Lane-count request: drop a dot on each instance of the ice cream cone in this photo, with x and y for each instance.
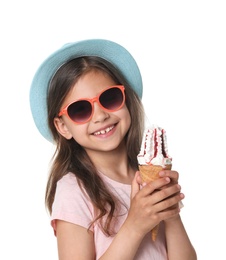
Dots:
(150, 173)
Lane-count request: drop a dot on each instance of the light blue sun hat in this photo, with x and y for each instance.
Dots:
(114, 53)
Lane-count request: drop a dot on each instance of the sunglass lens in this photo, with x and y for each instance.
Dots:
(111, 99)
(80, 111)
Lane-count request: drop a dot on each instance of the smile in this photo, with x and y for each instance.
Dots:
(104, 131)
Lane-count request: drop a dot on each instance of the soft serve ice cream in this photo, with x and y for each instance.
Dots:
(153, 157)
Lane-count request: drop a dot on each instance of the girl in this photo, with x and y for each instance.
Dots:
(99, 210)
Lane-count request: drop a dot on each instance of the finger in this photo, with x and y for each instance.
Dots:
(135, 187)
(173, 175)
(152, 186)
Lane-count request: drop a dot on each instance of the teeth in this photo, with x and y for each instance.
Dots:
(104, 131)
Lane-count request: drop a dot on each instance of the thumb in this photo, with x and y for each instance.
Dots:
(135, 185)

-- Work item --
If an entry contains a picture, leave it out and repeat the rest exactly.

-- Solution to this task --
Lane-count request: drop a dot on each instance of the ice cream cone in this photo, with x and y for each instance.
Dots:
(150, 173)
Lane-count request: drop a dot on each instance of the light blue sun hat in this photo, with x and y for each instance.
Dots:
(114, 53)
Lane-count request: drop a dot on each instance of the sunglass lens in this photo, with x and y for each instance.
Dots:
(111, 99)
(80, 111)
Lane-count request: drop a dot on each instance of the smile in this photo, with x and y for each instance.
Dots:
(104, 131)
Lane-count request: drop a dot on each instance of the soft serve ice cream in this photo, with x and y for each instance.
Dots:
(153, 157)
Lane-count request: drop a dot on each instance of the girl in this photo, with x and y for each instance.
Dots:
(99, 210)
Lane-count request: drop a dot on each instance of the finger in this photo, with x and y for each instance.
Dots:
(135, 187)
(173, 175)
(152, 186)
Lane-count request: drop a dot on each instance of the teeth in this photo, with x and y for each instance.
Dots:
(104, 131)
Lane-count request: drop a dot on each instance of the thumb in this photo, with x and y for each instance.
Dots:
(135, 185)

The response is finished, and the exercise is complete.